Records from an annotation dataset:
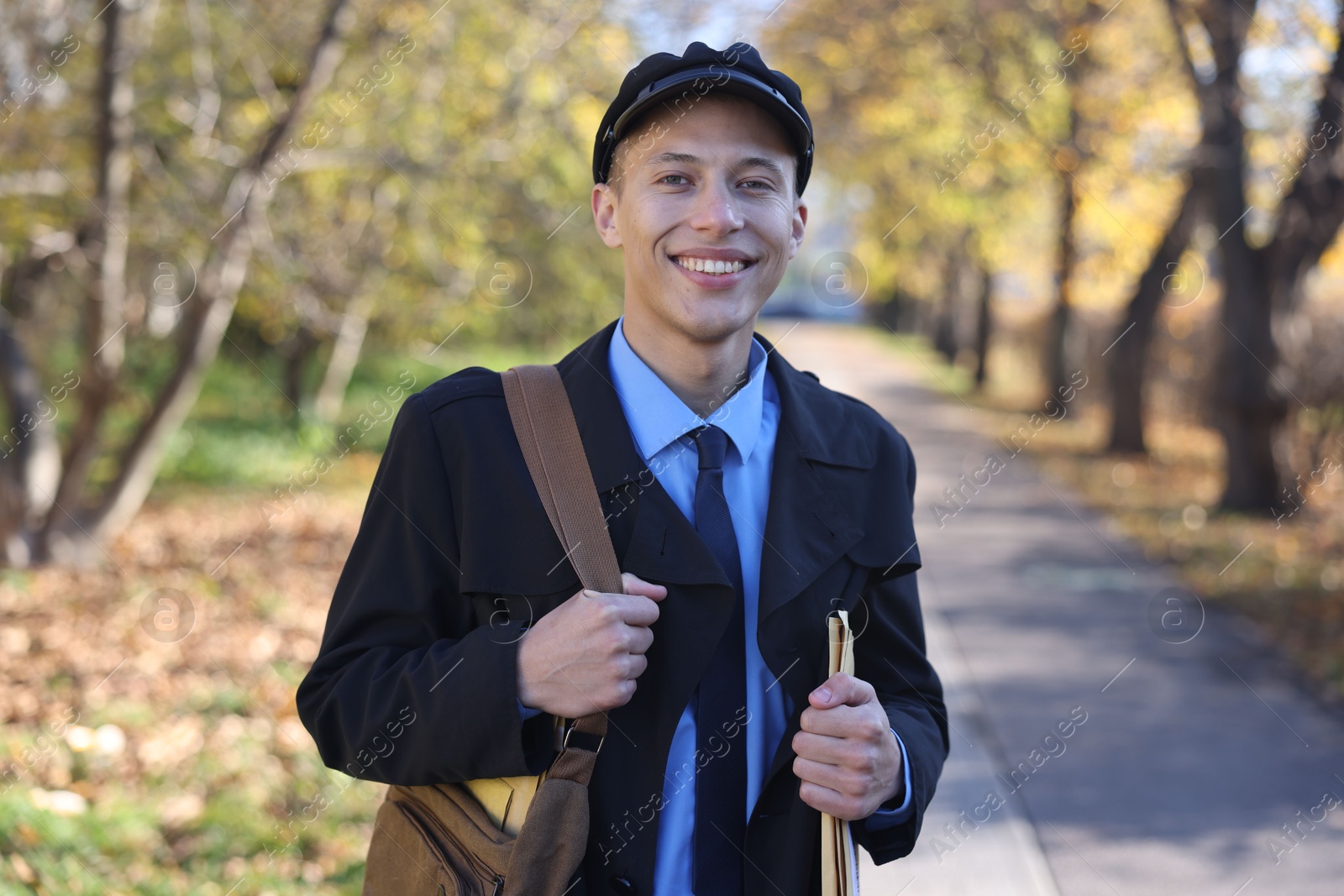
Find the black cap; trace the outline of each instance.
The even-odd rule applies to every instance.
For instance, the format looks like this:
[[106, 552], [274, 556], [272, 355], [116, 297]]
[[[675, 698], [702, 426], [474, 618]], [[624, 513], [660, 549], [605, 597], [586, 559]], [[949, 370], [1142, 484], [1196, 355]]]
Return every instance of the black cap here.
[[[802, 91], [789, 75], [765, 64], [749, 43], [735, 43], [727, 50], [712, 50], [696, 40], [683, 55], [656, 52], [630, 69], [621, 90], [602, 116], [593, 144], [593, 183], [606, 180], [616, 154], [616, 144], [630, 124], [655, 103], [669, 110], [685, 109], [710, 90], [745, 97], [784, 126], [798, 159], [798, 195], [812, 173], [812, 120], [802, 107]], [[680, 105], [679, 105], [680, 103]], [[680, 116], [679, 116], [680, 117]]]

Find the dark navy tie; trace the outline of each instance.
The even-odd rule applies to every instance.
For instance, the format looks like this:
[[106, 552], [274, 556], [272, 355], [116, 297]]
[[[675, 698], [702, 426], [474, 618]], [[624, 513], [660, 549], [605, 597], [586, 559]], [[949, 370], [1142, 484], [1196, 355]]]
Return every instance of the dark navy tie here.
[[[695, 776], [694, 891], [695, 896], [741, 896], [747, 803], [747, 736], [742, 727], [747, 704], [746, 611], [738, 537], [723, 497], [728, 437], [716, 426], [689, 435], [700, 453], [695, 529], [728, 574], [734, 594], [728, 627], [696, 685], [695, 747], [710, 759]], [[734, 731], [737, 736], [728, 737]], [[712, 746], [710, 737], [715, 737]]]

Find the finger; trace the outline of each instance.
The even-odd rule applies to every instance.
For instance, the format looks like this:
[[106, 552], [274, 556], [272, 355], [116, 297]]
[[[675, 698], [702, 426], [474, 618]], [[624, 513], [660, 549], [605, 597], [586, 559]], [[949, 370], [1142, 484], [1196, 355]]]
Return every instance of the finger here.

## Your goal
Update the data above by replacing "trace the outline" with "draw the boundary" everywhere it occurs, leaving all other text unchanged. Omit the pictures from your output.

## Output of the task
Find the black cap; draw the boundary of each instance.
The even-odd rule applies to every instance.
For instance, the format looks like this:
[[106, 552], [274, 556], [272, 355], [116, 297]]
[[[675, 698], [702, 426], [474, 618]], [[624, 513], [660, 549], [605, 597], [586, 559]], [[949, 370], [1142, 484], [1196, 355]]]
Return every instance of the black cap here.
[[[802, 91], [789, 75], [765, 64], [749, 43], [735, 43], [727, 50], [712, 50], [696, 40], [683, 55], [656, 52], [630, 69], [621, 90], [602, 116], [593, 144], [593, 183], [606, 180], [616, 154], [616, 144], [630, 124], [655, 103], [669, 110], [685, 109], [710, 90], [745, 97], [784, 126], [798, 159], [798, 195], [812, 173], [812, 120], [802, 107]], [[680, 105], [679, 105], [680, 103]], [[680, 116], [679, 116], [680, 117]]]

Find the dark navy tie; draw the boundary of each instance.
The even-odd rule applies to every instance.
For instance, the format looks like this:
[[106, 552], [274, 556], [272, 355], [116, 297]]
[[[675, 698], [702, 426], [474, 618]], [[624, 513], [660, 549], [605, 597], [586, 559]], [[949, 370], [1142, 484], [1196, 355]]]
Return every instance of the dark navy tie here.
[[[695, 776], [694, 891], [695, 896], [741, 896], [747, 803], [747, 736], [742, 727], [747, 704], [746, 611], [738, 537], [723, 497], [728, 437], [716, 426], [689, 435], [700, 453], [695, 529], [728, 574], [734, 594], [728, 627], [696, 685], [695, 747], [710, 759]], [[734, 731], [737, 736], [728, 737]], [[712, 746], [710, 737], [715, 737]]]

Find the finger; draw the boundary of each instance.
The even-odd rule applies to every instance.
For instance, the format looks like this:
[[106, 552], [274, 556], [272, 355], [116, 297]]
[[[675, 698], [702, 426], [474, 618]], [[624, 513], [660, 549], [605, 597], [586, 559]], [[949, 370], [1142, 484], [1196, 355]]]
Return every instance of the finger here.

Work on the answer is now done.